PROBLEM TO WORK ON:
Pictures are not part of the answer. Return the lines from the one containing "Please mark the harbor" through the end of the data, both included, exactly as they appear.

RECORD EXCERPTS:

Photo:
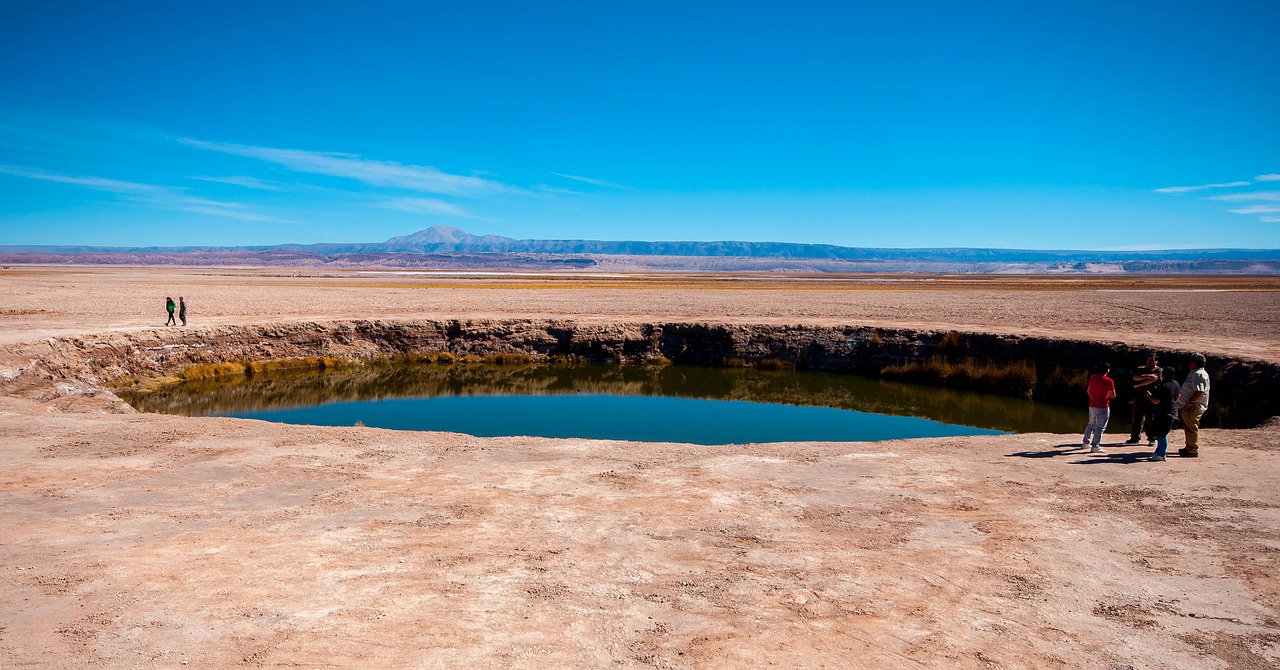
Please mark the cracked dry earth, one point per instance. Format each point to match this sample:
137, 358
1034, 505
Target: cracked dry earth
154, 541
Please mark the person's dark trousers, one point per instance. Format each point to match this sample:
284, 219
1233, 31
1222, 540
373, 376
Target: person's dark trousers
1141, 420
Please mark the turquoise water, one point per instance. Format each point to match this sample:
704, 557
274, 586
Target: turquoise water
676, 404
632, 418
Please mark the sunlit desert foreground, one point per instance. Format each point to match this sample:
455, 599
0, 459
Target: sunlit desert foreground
155, 541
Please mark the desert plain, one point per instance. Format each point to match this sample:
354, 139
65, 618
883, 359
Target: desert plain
154, 541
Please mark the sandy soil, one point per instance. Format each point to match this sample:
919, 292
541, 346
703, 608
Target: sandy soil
149, 541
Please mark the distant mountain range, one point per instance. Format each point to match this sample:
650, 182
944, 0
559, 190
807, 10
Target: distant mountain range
451, 247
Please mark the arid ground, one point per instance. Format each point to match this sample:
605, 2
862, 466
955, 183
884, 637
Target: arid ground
155, 541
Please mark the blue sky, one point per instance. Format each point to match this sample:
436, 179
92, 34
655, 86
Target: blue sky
990, 124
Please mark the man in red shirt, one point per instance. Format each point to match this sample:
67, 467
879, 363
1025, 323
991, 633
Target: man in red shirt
1102, 388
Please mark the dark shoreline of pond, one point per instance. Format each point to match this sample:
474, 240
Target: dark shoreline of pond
1246, 392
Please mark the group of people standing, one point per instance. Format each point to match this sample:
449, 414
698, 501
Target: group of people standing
1159, 404
182, 310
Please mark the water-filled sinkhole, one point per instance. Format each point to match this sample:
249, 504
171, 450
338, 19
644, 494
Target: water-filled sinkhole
673, 404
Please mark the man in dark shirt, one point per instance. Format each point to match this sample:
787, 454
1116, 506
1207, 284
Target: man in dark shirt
1164, 401
1146, 377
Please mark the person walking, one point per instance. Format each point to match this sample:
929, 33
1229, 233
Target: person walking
1192, 402
1144, 378
1102, 388
1164, 400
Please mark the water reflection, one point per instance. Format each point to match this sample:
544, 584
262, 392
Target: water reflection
241, 396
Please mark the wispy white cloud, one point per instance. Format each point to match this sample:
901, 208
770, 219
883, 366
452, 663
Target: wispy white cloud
1266, 196
425, 205
548, 188
232, 214
145, 194
353, 167
1256, 209
592, 181
97, 183
1201, 187
247, 182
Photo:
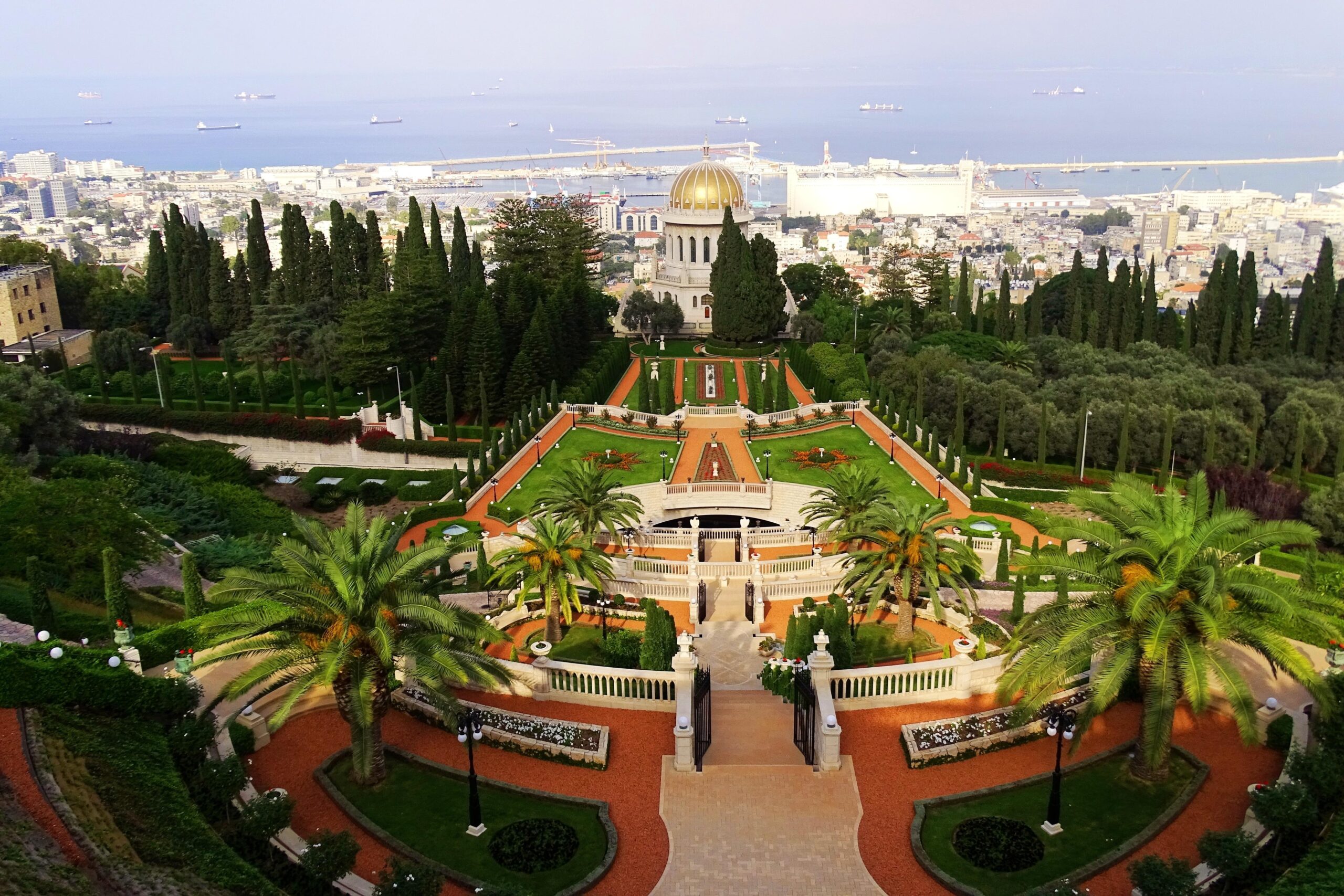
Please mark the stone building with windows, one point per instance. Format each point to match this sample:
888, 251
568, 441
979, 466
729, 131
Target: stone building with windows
690, 236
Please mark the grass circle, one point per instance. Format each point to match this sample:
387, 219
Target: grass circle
534, 846
998, 844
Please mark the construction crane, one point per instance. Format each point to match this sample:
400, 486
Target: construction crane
600, 148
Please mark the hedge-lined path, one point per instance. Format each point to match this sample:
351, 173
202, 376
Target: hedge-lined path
777, 830
628, 381
908, 460
629, 785
889, 786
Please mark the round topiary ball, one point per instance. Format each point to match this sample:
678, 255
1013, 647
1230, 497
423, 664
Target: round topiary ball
534, 844
998, 844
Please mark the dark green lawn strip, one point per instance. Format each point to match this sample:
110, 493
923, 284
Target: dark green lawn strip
426, 810
1102, 808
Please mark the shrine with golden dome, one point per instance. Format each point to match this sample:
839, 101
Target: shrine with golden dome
691, 225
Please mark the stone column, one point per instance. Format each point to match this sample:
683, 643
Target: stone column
828, 730
683, 729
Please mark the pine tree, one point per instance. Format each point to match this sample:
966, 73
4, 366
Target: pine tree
113, 592
41, 614
1148, 331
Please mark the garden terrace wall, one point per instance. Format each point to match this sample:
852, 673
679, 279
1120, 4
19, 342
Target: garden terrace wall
279, 452
1095, 867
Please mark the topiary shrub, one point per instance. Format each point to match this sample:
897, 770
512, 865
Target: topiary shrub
534, 846
998, 844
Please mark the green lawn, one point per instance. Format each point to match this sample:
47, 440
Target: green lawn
674, 349
579, 442
426, 810
878, 642
1102, 808
730, 383
848, 440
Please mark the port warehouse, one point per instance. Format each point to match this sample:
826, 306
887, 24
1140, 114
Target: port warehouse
820, 191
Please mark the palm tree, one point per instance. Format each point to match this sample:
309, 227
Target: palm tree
1175, 592
908, 553
586, 495
890, 319
848, 493
550, 561
344, 605
1015, 356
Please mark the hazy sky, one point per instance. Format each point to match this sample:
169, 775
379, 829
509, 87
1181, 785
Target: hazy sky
397, 37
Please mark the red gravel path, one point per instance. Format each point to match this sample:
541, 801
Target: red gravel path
629, 785
889, 787
14, 766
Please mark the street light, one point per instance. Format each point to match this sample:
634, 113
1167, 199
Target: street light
1083, 461
471, 723
158, 381
1059, 724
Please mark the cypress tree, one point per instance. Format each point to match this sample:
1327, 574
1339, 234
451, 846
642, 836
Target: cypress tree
1168, 433
41, 616
1122, 449
113, 592
1148, 331
193, 598
1043, 436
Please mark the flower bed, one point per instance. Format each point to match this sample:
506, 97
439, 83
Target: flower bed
930, 743
574, 742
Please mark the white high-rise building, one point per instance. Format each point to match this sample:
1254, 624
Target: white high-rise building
39, 163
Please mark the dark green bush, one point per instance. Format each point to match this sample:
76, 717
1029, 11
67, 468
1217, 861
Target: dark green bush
534, 844
998, 844
622, 649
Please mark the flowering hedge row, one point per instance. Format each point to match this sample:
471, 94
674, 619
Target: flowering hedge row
276, 426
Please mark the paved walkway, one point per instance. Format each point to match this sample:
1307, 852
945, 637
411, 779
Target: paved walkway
768, 830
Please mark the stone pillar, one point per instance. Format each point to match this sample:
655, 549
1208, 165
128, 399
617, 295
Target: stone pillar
683, 727
256, 723
827, 727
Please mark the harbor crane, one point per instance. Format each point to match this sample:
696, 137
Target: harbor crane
600, 148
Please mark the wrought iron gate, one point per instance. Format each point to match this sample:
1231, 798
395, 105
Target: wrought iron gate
804, 715
704, 716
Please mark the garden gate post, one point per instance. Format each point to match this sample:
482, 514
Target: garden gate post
828, 730
685, 664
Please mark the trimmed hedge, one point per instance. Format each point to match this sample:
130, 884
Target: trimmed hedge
276, 426
30, 678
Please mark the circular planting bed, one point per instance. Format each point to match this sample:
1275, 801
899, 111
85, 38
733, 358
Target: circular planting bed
995, 844
534, 844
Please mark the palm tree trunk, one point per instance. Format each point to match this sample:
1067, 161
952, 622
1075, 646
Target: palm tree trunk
1152, 751
553, 620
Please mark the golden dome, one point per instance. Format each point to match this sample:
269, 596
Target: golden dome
706, 186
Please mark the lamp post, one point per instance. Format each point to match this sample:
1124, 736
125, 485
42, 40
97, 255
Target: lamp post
158, 381
1059, 724
469, 722
1083, 461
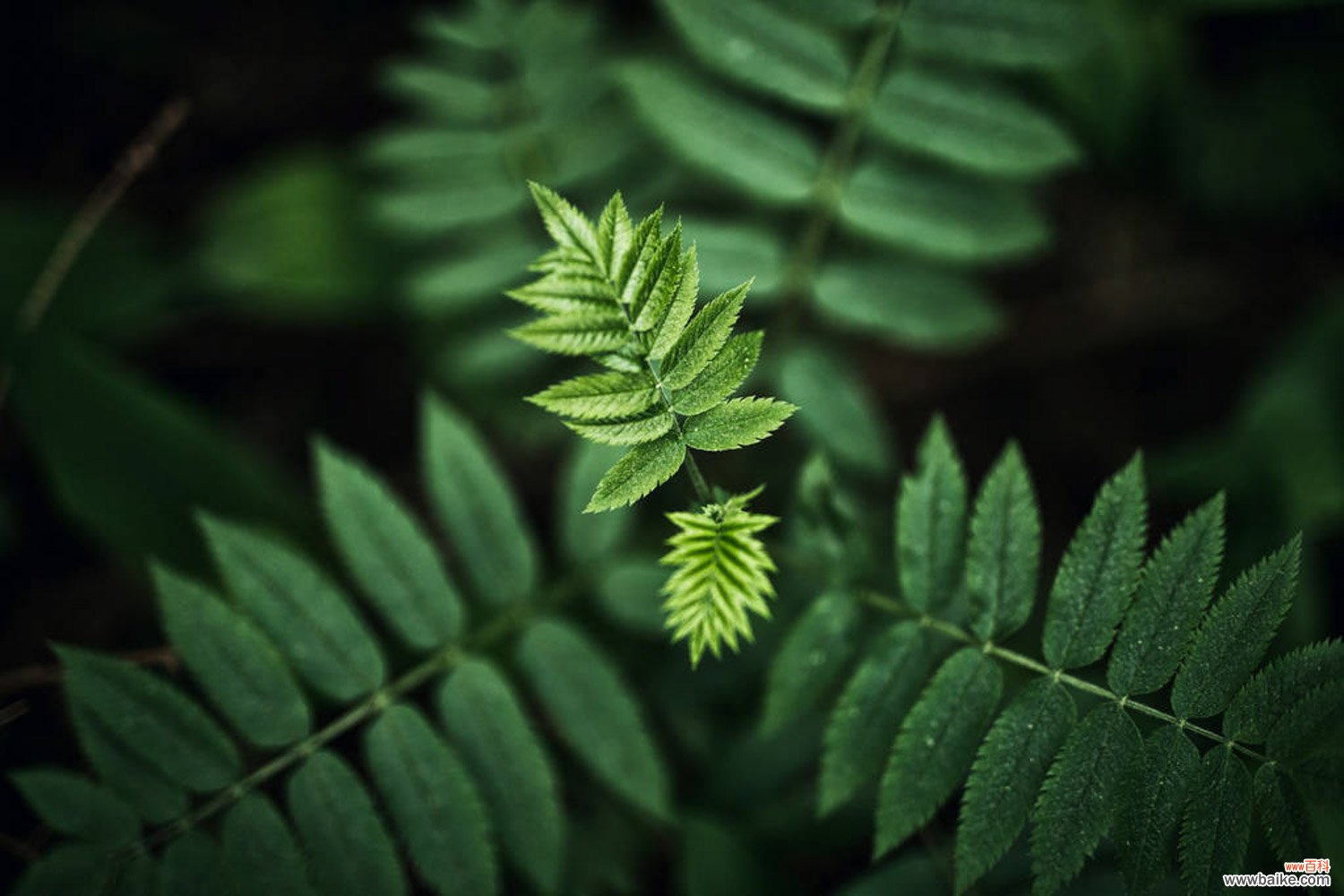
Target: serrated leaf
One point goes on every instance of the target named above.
(347, 844)
(734, 424)
(1150, 799)
(1097, 578)
(151, 719)
(937, 745)
(969, 121)
(870, 711)
(932, 524)
(387, 552)
(1236, 633)
(236, 665)
(811, 659)
(1078, 799)
(639, 471)
(1175, 587)
(1003, 552)
(757, 46)
(594, 712)
(478, 508)
(1218, 823)
(488, 726)
(433, 804)
(744, 147)
(306, 616)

OUTPUT BELOW:
Please mark the harbor crane, one point per instance. Format each point to match this sample:
696, 137
Target: harbor crane
600, 148
Please mark the wrought iron gate, one point per instance. Format each point to match this sample:
1231, 798
395, 105
Target: wrought iron gate
804, 715
704, 716
Please mark the garden gate post, one point per instance. Format each point to match this sample:
482, 514
Target: garden gate post
828, 730
685, 664
Please mark the trimmed hedge, one point per instance. Format each point to match this sample:
130, 884
Target: trimmed hedge
276, 426
30, 678
Please mark the circular planting bed, one point per instance. Format each point to match this sample:
1275, 801
899, 111
85, 38
733, 358
Target: circular planting bed
995, 844
534, 844
Please mark the palm tree trunk, one point per instance. Format each point to match this sample:
1067, 161
952, 622
1075, 646
Target: palm tree trunk
1152, 751
553, 620
Please mark the golden dome, one point per instance. Format each point to match this sample:
269, 596
Target: golden dome
706, 186
Please mark the lamp post, one point per instance. Format each point to match this sample:
1124, 736
125, 485
42, 40
97, 255
Target: lamp post
158, 381
1059, 724
469, 722
1083, 461
Target: serrated leaf
One point goes on every instance of the target named above.
(347, 844)
(734, 424)
(1150, 799)
(1097, 578)
(151, 719)
(937, 745)
(969, 121)
(870, 711)
(932, 524)
(387, 552)
(1236, 633)
(236, 665)
(811, 659)
(1078, 799)
(639, 471)
(1175, 587)
(1003, 552)
(757, 46)
(594, 712)
(478, 508)
(1218, 823)
(488, 726)
(433, 804)
(744, 147)
(306, 616)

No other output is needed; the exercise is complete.